** THE EXERCISE **
Format each line of the records below as a Markdown table with the columns "Row" and "Line," giving the row number and the line's text and leaving out blank lines. Omit the pictures from your answer.

Entries for bounding box labeling:
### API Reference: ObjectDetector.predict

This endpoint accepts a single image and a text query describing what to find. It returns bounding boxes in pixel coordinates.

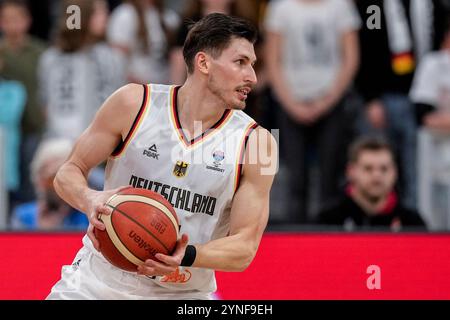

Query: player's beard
[361,189,384,204]
[208,75,246,110]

** ANSWER TO THE PROBLEM **
| Row | Line |
|---|---|
| 1 | ### API Reference: ObjectDetector.predict |
| 2 | This endpoint accepts a single image and a text query describing what to find. It returns bounding boxes in pixel coordinates. |
| 3 | Query: player's beard |
| 4 | [361,189,384,204] |
| 5 | [208,75,246,110] |